GOAL: Rewrite the records below with every "per instance" swapped for "for each instance" and nothing else altered. Omit the pictures from your answer.

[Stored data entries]
..........
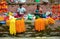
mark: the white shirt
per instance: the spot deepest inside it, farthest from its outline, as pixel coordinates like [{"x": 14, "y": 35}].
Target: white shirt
[{"x": 21, "y": 10}]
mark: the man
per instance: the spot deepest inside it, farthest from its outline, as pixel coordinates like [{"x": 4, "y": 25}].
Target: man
[{"x": 21, "y": 10}]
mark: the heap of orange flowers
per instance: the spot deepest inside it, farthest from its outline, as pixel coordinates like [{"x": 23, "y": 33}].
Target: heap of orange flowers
[{"x": 3, "y": 6}]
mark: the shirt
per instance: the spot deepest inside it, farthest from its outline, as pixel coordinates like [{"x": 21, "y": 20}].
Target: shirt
[{"x": 21, "y": 10}]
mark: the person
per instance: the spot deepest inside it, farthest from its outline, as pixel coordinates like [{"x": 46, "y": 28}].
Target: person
[
  {"x": 38, "y": 11},
  {"x": 21, "y": 11}
]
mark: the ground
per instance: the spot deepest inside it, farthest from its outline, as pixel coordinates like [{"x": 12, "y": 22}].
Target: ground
[{"x": 51, "y": 31}]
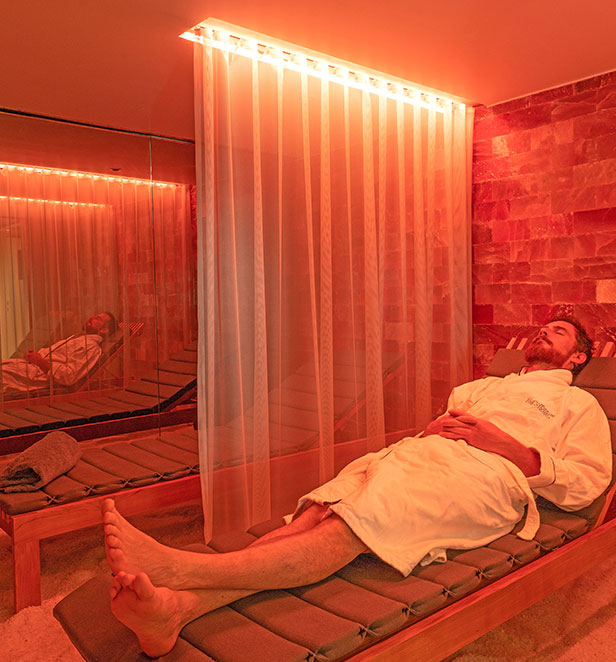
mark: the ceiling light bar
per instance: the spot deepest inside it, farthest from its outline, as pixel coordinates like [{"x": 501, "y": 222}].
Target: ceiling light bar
..........
RESPONSE TO THE EXERCISE:
mark: the white shirt
for each instance: the spot deepest inside it, farthest from its outline, as pixel coordinates like [{"x": 14, "y": 35}].
Target: white shirt
[{"x": 21, "y": 10}]
mark: the man
for each instance: the spot deepest inside it, farthest from its outline, as pixel coordinates like [{"x": 4, "y": 25}].
Target: man
[{"x": 21, "y": 10}]
mark: the heap of orange flowers
for each instance: the spot deepest inside it, farthest from its outline, as pixel coordinates like [{"x": 23, "y": 33}].
Target: heap of orange flowers
[{"x": 3, "y": 6}]
mark: the shirt
for each instance: the spot deepest inside it, farthest from its outline, as pixel coordinates like [{"x": 21, "y": 20}].
Target: shirt
[{"x": 21, "y": 10}]
mark: the person
for each instance: the spot deepest inside it, farthest from its outline, as pixel coordinates like [{"x": 46, "y": 28}].
Target: person
[
  {"x": 38, "y": 11},
  {"x": 21, "y": 11}
]
mark: the ground
for each instance: the spot deepest inside it, farthest from its outline, as pixel coordinates like [{"x": 12, "y": 22}].
Target: ground
[{"x": 51, "y": 31}]
mark: the ceiling light bar
for each instance: the spot deepest inside it, farthest from its outline, as pixel coordinates like [{"x": 501, "y": 222}].
Target: ceiling light bar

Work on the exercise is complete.